═══ Source extract ═══

* Sale kick-starts Petrobras’ $15.1 bln asset-sale program
* Statoil buys 66 pct stake in giant Brazil Carcará prospect
* Says area has as much as 1.3 bln boe of recoverable resources
* Statoil hopes Carcará will replace Norway output in 2020s (New throughout, adds information on Petrobras asset sale program, Petrobras comment, changes byline, dateline)
By Jeb Blount and Stine Jacobsen
RIO DE JANEIRO/OSLO, July 29 (Reuters) - Brazil’s Petrobras on Friday agreed to sell one of its largest oil and gas prospects to Norway’s Statoil for $2.5 billion, the boldest step yet by the state-led energy company to advance its stagnant asset-sale plan and repair its battered finances.
The agreement will give Statoil ASA 66 percent ownership and operator status in a block that is home to Carcará, a prospect that Statoil says contains 700 million to 1.3 billion barrels of oil and equivalent natural gas. That would equate to all petroleum needs in the United States for at least five weeks and up to two months.
The deal is for the BM-S-8 offshore exploration license now owned by Petroleo Brasileiro SA, as Petrobras is formally known, the companies said in statements. The stake gives state-controlled Statoil two-thirds of the oil and gas produced in Carcará, bolstering non-Norwegian output as production from mature fields declines.
Petrobras Chief Financial Officer Ivan Monteiro said the sale proves his company is serious about plans to sell $15.1 billion of assets in 2015 and 2016 and pay down its $130 billion of debt, most in the oil industry.
“We need to increase the predictability of what Petrobras does, trust in what Petrobras does and that we will do what we say we will do based on meeting goals,” he said.
Petrobras has made little progress on plans for sales that have been valued at a least $14 billion since 2012, when government-imposed fuel subsidies and the world’s largest investment plan caused its debt to soar.
Petrobras non-voting preferred shares, its most-traded class of stock, rose 5.8 percent in last afternoon trading in Sao Paulo. Statoil fell 1.99 percent.
By the end of 2015, Petrobras had sold barely $1 billion as politicians, company employees and unions fought divestment. Things have changed since Pedro Parente became chief executive officer in June.
In the last week, Petrobras has said it is in exclusive talks with Mexico’s Alpek SAB de CV to sell a money-losing petrochemical plant in Brazil’s northeast.

═══

**Required actions**
(1) For each statement, decide whether it agrees with the Petrobras report, answering yes or no and quoting the deciding words from the report: (a) Statoil will own 66 percent of the block and act as its operator; (b) Petrobras had sold about $5 billion of assets by the end of 2015; (c) Statoil's shares rose on the day of the deal.
(2) Please reproduce, word for word, the part of the Petrobras report that opens with the words containing "The deal is" and closes with "the oil industry.".

═══ Extracted information ═══

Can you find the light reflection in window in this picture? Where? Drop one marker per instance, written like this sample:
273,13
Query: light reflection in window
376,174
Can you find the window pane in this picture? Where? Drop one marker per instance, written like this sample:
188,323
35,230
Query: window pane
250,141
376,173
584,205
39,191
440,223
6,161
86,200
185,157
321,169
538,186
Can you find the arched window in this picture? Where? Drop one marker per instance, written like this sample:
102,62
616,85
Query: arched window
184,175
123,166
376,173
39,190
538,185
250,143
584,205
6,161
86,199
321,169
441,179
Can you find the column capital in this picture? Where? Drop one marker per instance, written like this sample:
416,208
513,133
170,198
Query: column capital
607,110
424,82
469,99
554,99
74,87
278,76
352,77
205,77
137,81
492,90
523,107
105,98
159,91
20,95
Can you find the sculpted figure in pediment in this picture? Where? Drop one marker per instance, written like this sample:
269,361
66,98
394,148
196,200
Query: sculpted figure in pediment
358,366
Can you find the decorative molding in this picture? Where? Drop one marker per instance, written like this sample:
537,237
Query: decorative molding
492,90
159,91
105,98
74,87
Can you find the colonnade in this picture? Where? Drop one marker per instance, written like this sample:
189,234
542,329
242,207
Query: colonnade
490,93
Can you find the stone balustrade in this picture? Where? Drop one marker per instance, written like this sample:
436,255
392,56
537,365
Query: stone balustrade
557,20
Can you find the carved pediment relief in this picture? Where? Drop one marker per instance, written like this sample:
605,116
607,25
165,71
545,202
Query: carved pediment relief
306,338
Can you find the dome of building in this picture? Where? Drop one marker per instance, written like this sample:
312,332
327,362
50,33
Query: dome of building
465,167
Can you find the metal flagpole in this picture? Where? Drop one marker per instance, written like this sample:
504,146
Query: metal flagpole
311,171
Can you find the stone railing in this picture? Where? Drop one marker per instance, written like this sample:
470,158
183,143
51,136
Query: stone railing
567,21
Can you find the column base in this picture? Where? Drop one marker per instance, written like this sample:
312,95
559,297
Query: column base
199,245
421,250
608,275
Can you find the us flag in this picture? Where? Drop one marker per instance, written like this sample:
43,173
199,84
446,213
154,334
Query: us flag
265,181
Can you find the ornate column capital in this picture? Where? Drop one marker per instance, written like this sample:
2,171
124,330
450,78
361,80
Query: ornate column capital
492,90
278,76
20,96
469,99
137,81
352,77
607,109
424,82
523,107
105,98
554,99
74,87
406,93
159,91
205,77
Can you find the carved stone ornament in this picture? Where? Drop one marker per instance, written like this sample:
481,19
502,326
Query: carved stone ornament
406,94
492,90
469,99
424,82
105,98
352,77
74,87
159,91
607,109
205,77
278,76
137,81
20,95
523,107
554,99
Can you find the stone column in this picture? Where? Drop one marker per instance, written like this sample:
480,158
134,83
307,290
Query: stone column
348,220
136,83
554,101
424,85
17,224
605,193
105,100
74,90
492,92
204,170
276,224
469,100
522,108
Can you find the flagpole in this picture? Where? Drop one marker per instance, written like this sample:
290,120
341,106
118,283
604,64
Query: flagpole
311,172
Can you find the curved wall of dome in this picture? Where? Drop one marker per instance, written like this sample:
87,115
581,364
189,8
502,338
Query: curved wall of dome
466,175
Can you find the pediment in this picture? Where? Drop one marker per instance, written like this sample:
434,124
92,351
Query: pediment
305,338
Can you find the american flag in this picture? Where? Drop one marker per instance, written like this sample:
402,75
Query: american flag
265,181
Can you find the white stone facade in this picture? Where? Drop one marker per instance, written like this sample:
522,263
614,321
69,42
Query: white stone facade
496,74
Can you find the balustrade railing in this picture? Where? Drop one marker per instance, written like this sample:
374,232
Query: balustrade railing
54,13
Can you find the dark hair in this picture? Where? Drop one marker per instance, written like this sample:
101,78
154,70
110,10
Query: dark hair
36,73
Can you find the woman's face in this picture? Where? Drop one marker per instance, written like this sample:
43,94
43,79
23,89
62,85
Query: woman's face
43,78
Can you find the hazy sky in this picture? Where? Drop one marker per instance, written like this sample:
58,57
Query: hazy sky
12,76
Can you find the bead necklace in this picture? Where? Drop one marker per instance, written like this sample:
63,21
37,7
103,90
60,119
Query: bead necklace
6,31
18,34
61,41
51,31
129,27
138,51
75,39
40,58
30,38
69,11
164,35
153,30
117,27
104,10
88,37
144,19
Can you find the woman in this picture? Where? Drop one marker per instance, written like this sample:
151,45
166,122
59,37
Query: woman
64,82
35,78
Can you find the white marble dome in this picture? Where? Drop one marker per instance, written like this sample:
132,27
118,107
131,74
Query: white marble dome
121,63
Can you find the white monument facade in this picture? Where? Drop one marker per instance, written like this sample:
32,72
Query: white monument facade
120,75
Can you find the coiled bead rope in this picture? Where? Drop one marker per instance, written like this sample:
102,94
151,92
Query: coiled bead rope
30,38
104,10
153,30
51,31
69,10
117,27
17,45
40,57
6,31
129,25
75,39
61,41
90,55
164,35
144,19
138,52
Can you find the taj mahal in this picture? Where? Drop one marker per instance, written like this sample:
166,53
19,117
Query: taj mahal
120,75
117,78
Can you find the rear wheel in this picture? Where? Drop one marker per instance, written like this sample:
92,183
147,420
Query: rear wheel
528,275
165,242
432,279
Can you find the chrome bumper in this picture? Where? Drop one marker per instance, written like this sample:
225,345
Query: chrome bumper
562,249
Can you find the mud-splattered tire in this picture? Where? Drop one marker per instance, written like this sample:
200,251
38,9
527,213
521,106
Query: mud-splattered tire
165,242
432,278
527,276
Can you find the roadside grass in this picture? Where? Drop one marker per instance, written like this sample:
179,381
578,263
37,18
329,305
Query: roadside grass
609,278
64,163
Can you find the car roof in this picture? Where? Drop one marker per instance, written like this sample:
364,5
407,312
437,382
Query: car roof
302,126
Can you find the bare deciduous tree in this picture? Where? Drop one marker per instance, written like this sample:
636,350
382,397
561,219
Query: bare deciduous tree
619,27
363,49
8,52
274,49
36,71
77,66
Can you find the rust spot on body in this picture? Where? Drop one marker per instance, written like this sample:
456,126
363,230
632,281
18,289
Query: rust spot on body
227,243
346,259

═══

**Outputs in order**
(1)
(a) Yes: "The agreement will give Statoil ASA 66 percent ownership and operator status in a block that is home to Carcará"
(b) No: "By the end of 2015, Petrobras had sold barely $1 billion"
(c) No: "Statoil fell 1.99 percent."

(2)
The deal is for the BM-S-8 offshore exploration license now owned by Petroleo Brasileiro SA, as Petrobras is formally known, the companies said in statements. The stake gives state-controlled Statoil two-thirds of the oil and gas produced in Carcará, bolstering non-Norwegian output as production from mature fields declines.
Petrobras Chief Financial Officer Ivan Monteiro said the sale proves his company is serious about plans to sell $15.1 billion of assets in 2015 and 2016 and pay down its $130 billion of debt, most in the oil industry.